__What needs to be done__.
What is needed is an exact copy of the entries below, from the line that contains "# Target: woman standing with microphone" through the final line, both included, and nothing else.

Supplied information Block Start

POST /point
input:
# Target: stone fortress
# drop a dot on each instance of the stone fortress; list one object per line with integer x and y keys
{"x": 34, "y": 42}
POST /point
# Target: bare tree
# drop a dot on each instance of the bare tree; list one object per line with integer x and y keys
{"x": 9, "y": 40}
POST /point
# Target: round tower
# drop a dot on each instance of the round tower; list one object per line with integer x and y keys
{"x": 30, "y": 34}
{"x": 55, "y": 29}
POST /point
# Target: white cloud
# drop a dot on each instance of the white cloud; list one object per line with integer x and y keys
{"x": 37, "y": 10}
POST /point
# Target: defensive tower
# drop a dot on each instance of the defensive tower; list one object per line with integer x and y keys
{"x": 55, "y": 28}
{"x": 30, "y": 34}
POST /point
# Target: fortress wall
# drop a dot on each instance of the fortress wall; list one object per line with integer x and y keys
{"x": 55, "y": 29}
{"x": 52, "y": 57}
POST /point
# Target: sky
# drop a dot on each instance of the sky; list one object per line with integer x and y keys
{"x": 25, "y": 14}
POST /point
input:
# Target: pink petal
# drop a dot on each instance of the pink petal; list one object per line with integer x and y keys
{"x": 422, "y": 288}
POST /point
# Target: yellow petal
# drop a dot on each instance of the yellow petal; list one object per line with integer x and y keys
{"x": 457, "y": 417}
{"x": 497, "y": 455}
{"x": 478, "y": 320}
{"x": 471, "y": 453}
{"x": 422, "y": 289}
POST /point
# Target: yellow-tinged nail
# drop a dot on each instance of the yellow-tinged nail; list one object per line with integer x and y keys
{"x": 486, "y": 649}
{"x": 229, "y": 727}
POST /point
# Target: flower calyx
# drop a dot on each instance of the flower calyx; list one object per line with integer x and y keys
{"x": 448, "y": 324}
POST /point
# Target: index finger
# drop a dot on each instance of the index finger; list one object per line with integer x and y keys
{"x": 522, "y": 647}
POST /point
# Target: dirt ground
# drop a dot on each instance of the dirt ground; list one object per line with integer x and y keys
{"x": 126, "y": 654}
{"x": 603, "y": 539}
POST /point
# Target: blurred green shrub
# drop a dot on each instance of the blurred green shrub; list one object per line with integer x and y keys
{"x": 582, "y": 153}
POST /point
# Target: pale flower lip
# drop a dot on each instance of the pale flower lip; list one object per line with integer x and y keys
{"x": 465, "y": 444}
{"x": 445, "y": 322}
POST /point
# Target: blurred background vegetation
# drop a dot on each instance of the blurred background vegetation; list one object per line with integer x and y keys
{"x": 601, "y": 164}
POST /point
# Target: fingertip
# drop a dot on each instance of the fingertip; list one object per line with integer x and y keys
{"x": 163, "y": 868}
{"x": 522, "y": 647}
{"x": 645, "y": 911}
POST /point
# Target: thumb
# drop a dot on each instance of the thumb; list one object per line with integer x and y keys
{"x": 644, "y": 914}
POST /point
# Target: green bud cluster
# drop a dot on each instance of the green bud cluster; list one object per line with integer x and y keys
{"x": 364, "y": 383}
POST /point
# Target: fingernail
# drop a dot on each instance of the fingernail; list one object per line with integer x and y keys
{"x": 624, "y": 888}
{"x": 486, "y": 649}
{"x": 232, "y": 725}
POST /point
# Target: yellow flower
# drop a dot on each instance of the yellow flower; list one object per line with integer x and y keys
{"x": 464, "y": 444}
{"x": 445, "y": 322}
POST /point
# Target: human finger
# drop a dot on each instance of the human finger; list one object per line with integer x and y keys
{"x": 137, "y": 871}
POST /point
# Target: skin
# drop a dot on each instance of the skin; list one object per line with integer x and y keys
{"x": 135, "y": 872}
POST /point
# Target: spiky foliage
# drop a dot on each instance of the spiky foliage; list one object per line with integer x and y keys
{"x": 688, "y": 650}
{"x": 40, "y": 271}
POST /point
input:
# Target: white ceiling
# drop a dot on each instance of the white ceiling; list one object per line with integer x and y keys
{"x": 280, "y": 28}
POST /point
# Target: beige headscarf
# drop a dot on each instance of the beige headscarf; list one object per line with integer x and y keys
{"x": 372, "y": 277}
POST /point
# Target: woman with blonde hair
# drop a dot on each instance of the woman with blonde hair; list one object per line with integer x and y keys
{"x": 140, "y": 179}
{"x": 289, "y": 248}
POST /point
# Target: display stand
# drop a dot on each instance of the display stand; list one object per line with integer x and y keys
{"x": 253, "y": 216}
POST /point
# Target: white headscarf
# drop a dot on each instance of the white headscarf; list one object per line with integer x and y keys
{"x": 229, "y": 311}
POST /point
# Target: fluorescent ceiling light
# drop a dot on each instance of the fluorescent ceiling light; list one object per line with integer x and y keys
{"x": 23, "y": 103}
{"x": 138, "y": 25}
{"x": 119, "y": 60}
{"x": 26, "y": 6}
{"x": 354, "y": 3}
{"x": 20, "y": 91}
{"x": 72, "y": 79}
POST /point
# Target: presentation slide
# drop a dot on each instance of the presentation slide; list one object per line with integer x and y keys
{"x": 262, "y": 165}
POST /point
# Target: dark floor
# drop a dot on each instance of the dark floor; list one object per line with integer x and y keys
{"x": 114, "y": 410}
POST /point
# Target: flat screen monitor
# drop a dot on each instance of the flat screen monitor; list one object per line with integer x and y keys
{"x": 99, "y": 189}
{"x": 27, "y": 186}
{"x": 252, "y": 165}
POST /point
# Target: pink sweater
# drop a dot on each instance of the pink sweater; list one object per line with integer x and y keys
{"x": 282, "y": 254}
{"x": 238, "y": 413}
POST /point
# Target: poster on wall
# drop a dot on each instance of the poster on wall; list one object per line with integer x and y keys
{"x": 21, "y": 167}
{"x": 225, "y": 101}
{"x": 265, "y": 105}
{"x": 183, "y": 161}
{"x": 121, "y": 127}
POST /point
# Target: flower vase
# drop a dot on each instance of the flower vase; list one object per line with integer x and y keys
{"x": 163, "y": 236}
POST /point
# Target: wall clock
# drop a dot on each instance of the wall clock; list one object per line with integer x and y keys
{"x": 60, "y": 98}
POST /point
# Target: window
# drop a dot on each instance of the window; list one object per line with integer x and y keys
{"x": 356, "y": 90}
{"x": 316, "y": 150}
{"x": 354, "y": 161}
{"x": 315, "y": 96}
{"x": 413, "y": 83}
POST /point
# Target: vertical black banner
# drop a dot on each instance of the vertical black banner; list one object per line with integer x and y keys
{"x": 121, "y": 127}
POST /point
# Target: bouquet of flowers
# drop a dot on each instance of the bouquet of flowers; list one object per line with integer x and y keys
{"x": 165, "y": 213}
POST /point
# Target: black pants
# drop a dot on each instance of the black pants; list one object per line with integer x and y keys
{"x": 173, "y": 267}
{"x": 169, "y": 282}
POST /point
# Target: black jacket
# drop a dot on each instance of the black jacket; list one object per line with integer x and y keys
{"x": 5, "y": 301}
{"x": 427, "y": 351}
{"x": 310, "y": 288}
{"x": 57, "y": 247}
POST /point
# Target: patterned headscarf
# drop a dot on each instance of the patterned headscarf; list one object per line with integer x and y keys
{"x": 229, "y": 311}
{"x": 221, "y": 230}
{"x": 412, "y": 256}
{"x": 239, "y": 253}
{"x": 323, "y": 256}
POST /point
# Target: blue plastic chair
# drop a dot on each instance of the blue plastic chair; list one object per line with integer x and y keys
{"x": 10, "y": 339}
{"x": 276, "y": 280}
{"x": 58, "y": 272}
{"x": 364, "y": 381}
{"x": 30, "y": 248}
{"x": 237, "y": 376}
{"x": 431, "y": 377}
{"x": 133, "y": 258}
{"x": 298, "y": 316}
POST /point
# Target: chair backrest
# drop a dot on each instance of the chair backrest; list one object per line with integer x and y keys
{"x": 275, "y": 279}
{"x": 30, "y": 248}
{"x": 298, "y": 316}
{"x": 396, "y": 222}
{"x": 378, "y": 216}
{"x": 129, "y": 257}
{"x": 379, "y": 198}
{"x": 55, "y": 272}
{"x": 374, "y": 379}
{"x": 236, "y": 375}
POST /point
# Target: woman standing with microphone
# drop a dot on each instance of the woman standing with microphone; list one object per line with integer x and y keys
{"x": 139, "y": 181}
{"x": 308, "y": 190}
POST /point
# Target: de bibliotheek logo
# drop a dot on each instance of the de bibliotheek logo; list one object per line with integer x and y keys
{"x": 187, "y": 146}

Supplied information Block End

__Exercise answer__.
# Target: woman standing with microphone
# drop a dot on each instance of the woman standing with microphone; list one object per line with integer x and y keys
{"x": 139, "y": 181}
{"x": 308, "y": 190}
POST /point
# Target: de bibliotheek logo
# drop a dot on each instance of the de bibliotheek logo; list one object per line with integer x and y keys
{"x": 187, "y": 146}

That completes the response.